[Written task]
Please render the rows below as a numbered list, starting at the first row and going on through the row with "negative clicks: (914, 763)". Leave out blank lines.

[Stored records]
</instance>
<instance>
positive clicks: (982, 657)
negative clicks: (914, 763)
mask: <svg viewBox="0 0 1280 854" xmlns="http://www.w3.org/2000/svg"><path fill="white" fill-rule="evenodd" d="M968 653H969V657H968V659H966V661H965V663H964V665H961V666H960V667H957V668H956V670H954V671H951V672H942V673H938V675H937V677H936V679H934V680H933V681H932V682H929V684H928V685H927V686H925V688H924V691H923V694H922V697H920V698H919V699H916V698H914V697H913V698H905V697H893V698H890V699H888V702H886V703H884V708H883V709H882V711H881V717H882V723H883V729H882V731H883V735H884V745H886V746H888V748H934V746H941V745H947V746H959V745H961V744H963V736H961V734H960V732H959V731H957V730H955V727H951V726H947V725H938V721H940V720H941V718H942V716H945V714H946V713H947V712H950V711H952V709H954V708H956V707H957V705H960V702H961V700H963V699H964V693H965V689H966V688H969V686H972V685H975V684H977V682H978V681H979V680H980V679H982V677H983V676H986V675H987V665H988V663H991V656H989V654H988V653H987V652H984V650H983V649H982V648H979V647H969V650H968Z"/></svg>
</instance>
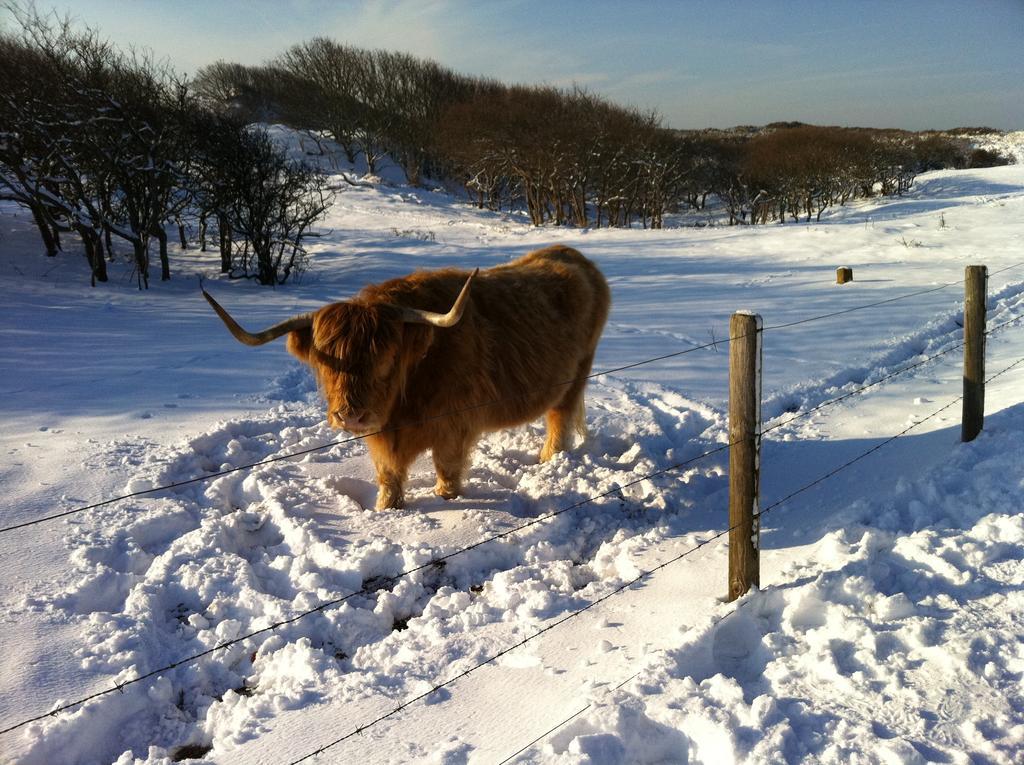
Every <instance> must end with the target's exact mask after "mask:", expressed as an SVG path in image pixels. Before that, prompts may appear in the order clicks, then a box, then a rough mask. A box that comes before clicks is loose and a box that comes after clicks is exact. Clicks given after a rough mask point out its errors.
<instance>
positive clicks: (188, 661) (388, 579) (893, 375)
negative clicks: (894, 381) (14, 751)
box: [0, 316, 1024, 734]
mask: <svg viewBox="0 0 1024 765" xmlns="http://www.w3.org/2000/svg"><path fill="white" fill-rule="evenodd" d="M1021 318H1024V316H1015V317H1013V318H1011V320H1009V321H1007V322H1004V323H1001V324H999V325H996V326H995V327H993V328H991V329H990V330H988V331H987V332H986V333H985V334H986V335H987V334H991V333H992V332H995V331H996V330H998V329H1000V328H1002V327H1006V326H1007V325H1010V324H1012V323H1014V322H1016V321H1020V320H1021ZM963 346H964V343H963V342H962V343H958V344H956V345H954V346H951V347H949V348H946V349H945V350H942V351H940V352H939V353H935V354H933V355H932V356H929V357H928V358H925V359H922V360H921V362H916V363H914V364H911V365H908V366H906V367H904V368H901V369H899V370H897V371H895V372H893V373H891V374H889V375H886V376H885V377H883V378H881V379H879V380H876V381H874V382H871V383H868V384H866V385H862V386H860V387H858V388H857V389H855V390H852V391H848V392H846V393H844V394H842V395H840V396H837V397H835V398H831V399H829V400H827V401H823V402H821V403H819V405H817V406H815V407H813V408H811V409H809V410H807V411H805V412H801V413H799V414H796V415H794V416H793V417H790V418H787V419H786V420H784V421H783V422H780V423H777V424H775V425H772V426H770V427H767V428H762V429H761V431H760V432H759V433H758V436H759V437H760V436H763V435H764V434H766V433H768V432H771V431H773V430H775V429H777V428H780V427H782V426H784V425H787V424H790V423H792V422H794V421H795V420H799V419H802V418H804V417H809V416H810V415H812V414H814V413H815V412H818V411H820V410H822V409H825V408H826V407H830V406H835V405H838V403H840V402H842V401H844V400H846V399H847V398H850V397H852V396H854V395H857V394H859V393H862V392H863V391H865V390H868V389H870V388H873V387H877V386H879V385H881V384H883V383H885V382H887V381H889V380H891V379H893V378H895V377H898V376H899V375H902V374H905V373H907V372H910V371H912V370H914V369H918V368H919V367H922V366H923V365H925V364H928V363H930V362H933V360H935V359H937V358H939V357H941V356H943V355H946V354H947V353H949V352H951V351H953V350H956V349H957V348H961V347H963ZM1022 360H1024V359H1022ZM1015 366H1016V365H1012V366H1011V367H1010V368H1008V369H1006V370H1002V371H1001V372H999V373H997V374H996V375H994V376H993V377H992V378H990V379H994V378H995V377H998V375H1001V374H1005V373H1006V372H1008V371H1009V370H1010V369H1012V368H1013V367H1015ZM957 400H958V399H957ZM950 406H951V405H950ZM933 416H934V415H933ZM930 417H932V416H930ZM930 417H929V418H926V419H930ZM919 424H920V423H919ZM915 426H916V425H914V426H911V428H912V427H915ZM908 430H909V429H908ZM904 432H907V431H904ZM902 434H903V433H900V434H898V435H897V436H895V437H899V435H902ZM895 437H894V438H893V439H895ZM893 439H891V440H893ZM886 442H888V441H886ZM734 443H736V441H730V442H728V443H723V444H721V445H719V447H716V448H714V449H711V450H708V451H706V452H703V453H701V454H699V455H697V456H696V457H692V458H689V459H687V460H683V461H682V462H678V463H674V464H672V465H669V466H667V467H664V468H659V469H657V470H654V471H651V472H648V473H645V474H644V475H642V476H639V477H637V478H635V479H633V480H630V481H627V482H626V483H616V484H615V486H613V487H612V488H609V490H607V491H605V492H602V493H600V494H597V495H593V496H590V497H587V498H585V499H583V500H580V501H579V502H575V503H572V504H571V505H567V506H565V507H562V508H559V509H558V510H555V511H552V512H549V513H545V514H543V515H540V516H538V517H536V518H531V519H530V520H528V521H526V522H524V523H520V524H518V525H516V526H513V527H512V528H508V529H506V530H504V532H501V533H499V534H496V535H492V536H489V537H486V538H484V539H481V540H479V541H477V542H475V543H473V544H472V545H469V546H467V547H463V548H459V549H458V550H454V551H453V552H450V553H446V554H444V555H440V556H436V557H434V558H432V559H431V560H429V561H427V562H425V563H422V564H420V565H418V566H415V567H413V568H409V569H407V570H403V571H401V572H399V573H397V575H394V576H393V577H388V578H386V580H387V581H388V582H391V583H393V582H396V581H397V580H399V579H402V578H404V577H409V576H411V575H413V573H416V572H418V571H421V570H423V569H425V568H428V567H430V566H436V565H438V564H441V563H443V562H444V561H446V560H447V559H450V558H453V557H455V556H456V555H461V554H463V553H466V552H469V551H471V550H474V549H476V548H478V547H481V546H483V545H486V544H488V543H490V542H495V541H498V540H501V539H505V538H507V537H510V536H512V535H514V534H516V533H518V532H521V530H523V529H524V528H528V527H529V526H532V525H536V524H538V523H542V522H544V521H546V520H550V519H551V518H554V517H557V516H559V515H562V514H564V513H566V512H569V511H571V510H574V509H578V508H580V507H583V506H584V505H587V504H590V503H592V502H595V501H597V500H599V499H603V498H605V497H609V496H612V495H616V494H621V493H622V491H623V490H625V488H629V487H631V486H634V485H637V484H638V483H641V482H643V481H646V480H651V479H652V478H656V477H658V476H662V475H665V474H667V473H670V472H673V471H676V470H679V469H680V468H683V467H687V466H689V465H691V464H694V463H696V462H698V461H699V460H702V459H705V458H706V457H710V456H712V455H714V454H717V453H720V452H723V451H725V450H727V449H729V448H730V447H731V445H733V444H734ZM882 445H885V444H884V443H883V444H882ZM880 448H881V447H877V448H876V449H874V450H871V451H877V449H880ZM867 454H870V452H868V453H865V455H863V456H867ZM858 459H862V457H861V458H858ZM853 462H856V460H854V461H853ZM850 464H852V462H851V463H850ZM844 467H847V466H844ZM827 477H830V476H824V478H827ZM824 478H822V479H821V480H823V479H824ZM819 482H820V481H819ZM809 487H810V485H809V486H807V487H805V488H804V490H802V491H806V488H809ZM768 509H769V510H770V509H772V508H768ZM767 511H768V510H764V511H762V512H767ZM379 589H380V588H379V587H375V588H374V589H369V588H366V587H364V588H361V589H359V590H356V591H354V592H351V593H348V594H346V595H343V596H341V597H339V598H334V599H331V600H328V601H324V602H322V603H319V604H318V605H316V606H315V607H313V608H310V609H307V610H305V611H301V612H299V613H297V614H293V615H292V617H290V618H288V619H285V620H282V621H280V622H276V623H274V624H272V625H269V626H267V627H264V628H261V629H258V630H254V631H252V632H249V633H247V634H244V635H241V636H239V637H236V638H233V639H231V640H228V641H224V642H222V643H218V644H217V645H215V646H213V647H211V648H208V649H206V650H203V651H200V652H198V653H194V654H191V655H188V656H185V657H184V658H181V660H178V661H176V662H174V663H172V664H169V665H166V666H164V667H161V668H158V669H155V670H153V671H151V672H147V673H145V674H142V675H139V676H137V677H134V678H130V679H129V680H126V681H123V682H121V683H116V684H115V685H114V687H112V688H108V689H104V690H100V691H97V692H95V693H92V694H90V695H87V696H84V697H82V698H79V699H77V700H74V702H71V703H69V704H67V705H63V706H61V707H58V708H56V709H54V710H51V711H50V712H47V713H45V714H41V715H38V716H36V717H34V718H31V719H27V720H24V721H22V722H19V723H16V724H15V725H12V726H10V727H8V728H4V729H2V730H0V734H3V733H7V732H10V731H11V730H14V729H16V728H19V727H23V726H25V725H28V724H30V723H32V722H37V721H39V720H43V719H45V718H47V717H50V716H53V715H56V714H58V713H60V712H65V711H68V710H70V709H74V708H76V707H79V706H81V705H82V704H85V703H86V702H89V700H92V699H94V698H98V697H100V696H103V695H106V694H109V693H113V692H115V691H119V692H120V691H123V690H124V688H125V687H127V686H128V685H133V684H135V683H138V682H142V681H143V680H146V679H150V678H152V677H156V676H158V675H160V674H162V673H164V672H168V671H170V670H174V669H177V668H178V667H180V666H182V665H188V664H193V663H195V662H197V661H199V660H200V658H203V657H205V656H208V655H210V654H212V653H214V652H216V651H219V650H223V649H226V648H229V647H230V646H232V645H237V644H238V643H241V642H243V641H244V640H248V639H251V638H254V637H258V636H259V635H263V634H266V633H268V632H273V631H276V630H278V629H280V628H281V627H285V626H288V625H290V624H293V623H295V622H298V621H299V620H300V619H304V618H306V617H309V615H312V614H314V613H318V612H323V611H325V610H327V609H329V608H333V607H336V606H338V605H340V604H342V603H344V602H346V601H347V600H349V599H351V598H353V597H357V596H359V595H369V594H372V593H373V592H376V591H377V590H379Z"/></svg>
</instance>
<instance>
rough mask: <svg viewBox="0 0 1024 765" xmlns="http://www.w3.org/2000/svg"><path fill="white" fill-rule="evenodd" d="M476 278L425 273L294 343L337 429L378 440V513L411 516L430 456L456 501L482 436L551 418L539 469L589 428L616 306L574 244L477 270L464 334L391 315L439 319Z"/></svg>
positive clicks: (397, 281)
mask: <svg viewBox="0 0 1024 765" xmlns="http://www.w3.org/2000/svg"><path fill="white" fill-rule="evenodd" d="M468 277H469V274H468V273H467V272H466V271H461V270H456V269H445V270H438V271H417V272H416V273H413V274H411V275H409V277H404V278H402V279H394V280H391V281H390V282H385V283H383V284H380V285H371V286H369V287H367V288H365V289H364V290H362V292H360V293H359V294H358V295H357V296H356V297H355V298H353V299H352V300H350V301H348V302H345V303H332V304H331V305H327V306H325V307H323V308H321V309H319V310H318V311H316V313H315V314H314V317H313V322H312V327H311V328H307V329H303V330H300V331H293V332H291V333H289V338H288V349H289V350H290V351H291V352H292V353H294V354H295V355H296V356H297V357H299V358H300V359H302V360H303V362H306V363H307V364H308V365H309V366H310V367H311V368H312V369H313V371H314V373H315V374H316V376H317V379H318V381H319V384H321V387H322V388H323V391H324V395H325V397H326V398H327V401H328V421H329V422H330V423H331V425H332V426H334V427H339V428H340V427H346V423H348V424H350V423H356V424H357V427H354V428H351V429H353V431H354V432H370V433H372V434H371V435H368V436H367V443H368V445H369V448H370V454H371V456H372V458H373V461H374V465H375V467H376V469H377V480H378V485H379V487H380V492H379V494H378V498H377V507H378V508H387V507H401V506H402V504H403V494H402V485H403V483H404V480H406V474H407V471H408V469H409V466H410V465H411V464H412V463H413V461H414V460H415V459H416V457H417V456H418V455H420V454H422V453H423V452H425V451H426V450H428V449H429V450H431V451H432V452H433V459H434V467H435V468H436V470H437V484H436V486H435V490H434V491H435V492H436V493H437V494H438V495H439V496H441V497H444V498H452V497H456V496H458V495H459V494H460V492H461V488H462V478H463V474H464V472H465V470H466V468H467V466H468V463H469V456H470V452H471V451H472V449H473V445H474V444H475V443H476V441H477V439H478V438H479V436H480V435H481V434H482V433H484V432H487V431H490V430H498V429H501V428H506V427H511V426H513V425H520V424H522V423H525V422H529V421H530V420H534V419H536V418H537V417H540V416H541V415H542V414H545V413H546V414H547V422H548V435H547V440H546V441H545V443H544V448H543V449H542V450H541V460H548V459H550V458H551V456H552V455H554V454H555V453H556V452H560V451H563V450H565V449H567V448H568V447H569V445H570V444H571V438H572V435H571V433H572V430H577V431H579V432H581V433H584V432H585V426H584V422H583V410H584V403H583V393H584V387H585V384H586V381H585V380H584V379H583V378H585V377H586V376H587V375H588V374H589V373H590V368H591V363H592V362H593V358H594V349H595V347H596V346H597V341H598V339H599V338H600V336H601V330H602V329H603V327H604V322H605V320H606V318H607V315H608V308H609V305H610V301H611V298H610V294H609V292H608V286H607V283H606V282H605V281H604V278H603V277H602V275H601V272H600V271H599V270H598V269H597V267H596V266H595V265H594V264H593V263H591V262H590V261H589V260H587V259H586V258H585V257H584V256H583V255H581V254H580V253H579V252H577V251H575V250H573V249H571V248H568V247H563V246H554V247H548V248H546V249H544V250H538V251H537V252H531V253H529V254H528V255H526V256H524V257H522V258H519V259H518V260H515V261H513V262H511V263H508V264H507V265H500V266H497V267H495V268H490V269H488V270H483V271H480V273H479V274H478V275H477V277H476V278H475V279H474V281H473V283H472V286H471V291H470V295H469V298H470V299H469V304H468V305H467V307H466V310H465V313H464V314H463V316H462V320H461V321H460V322H459V323H458V324H457V325H455V326H454V327H451V328H447V329H438V328H435V327H431V326H427V325H422V324H409V323H404V322H402V321H401V318H400V311H398V310H397V309H396V308H395V307H394V306H396V305H399V306H408V307H413V308H423V309H427V310H431V311H437V312H441V313H443V312H445V311H447V310H449V308H451V307H452V304H453V302H454V301H455V299H456V297H457V296H458V294H459V292H460V290H461V289H462V287H463V285H464V284H465V283H466V279H467V278H468ZM570 381H571V382H570ZM563 383H567V384H563ZM495 401H498V402H497V403H494V402H495ZM452 413H457V414H452ZM379 430H383V431H384V432H380V433H378V432H375V431H379Z"/></svg>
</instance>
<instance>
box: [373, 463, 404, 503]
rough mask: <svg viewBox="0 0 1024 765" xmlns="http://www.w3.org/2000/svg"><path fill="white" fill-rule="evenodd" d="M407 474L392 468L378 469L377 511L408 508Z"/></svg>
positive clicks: (377, 476)
mask: <svg viewBox="0 0 1024 765" xmlns="http://www.w3.org/2000/svg"><path fill="white" fill-rule="evenodd" d="M404 483H406V472H404V471H401V472H399V471H396V470H392V469H390V468H385V469H381V467H380V466H378V468H377V505H376V509H377V510H387V509H388V508H400V507H404V506H406V492H404V490H403V487H402V486H403V485H404Z"/></svg>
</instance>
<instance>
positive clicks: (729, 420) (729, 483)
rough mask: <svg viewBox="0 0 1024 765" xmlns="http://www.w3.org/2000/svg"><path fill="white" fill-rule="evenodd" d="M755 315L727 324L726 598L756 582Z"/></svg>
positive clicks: (755, 337) (755, 427)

[Response box]
1. </instance>
2. <instance>
3. positive clicks: (982, 657)
4. negative clicks: (914, 763)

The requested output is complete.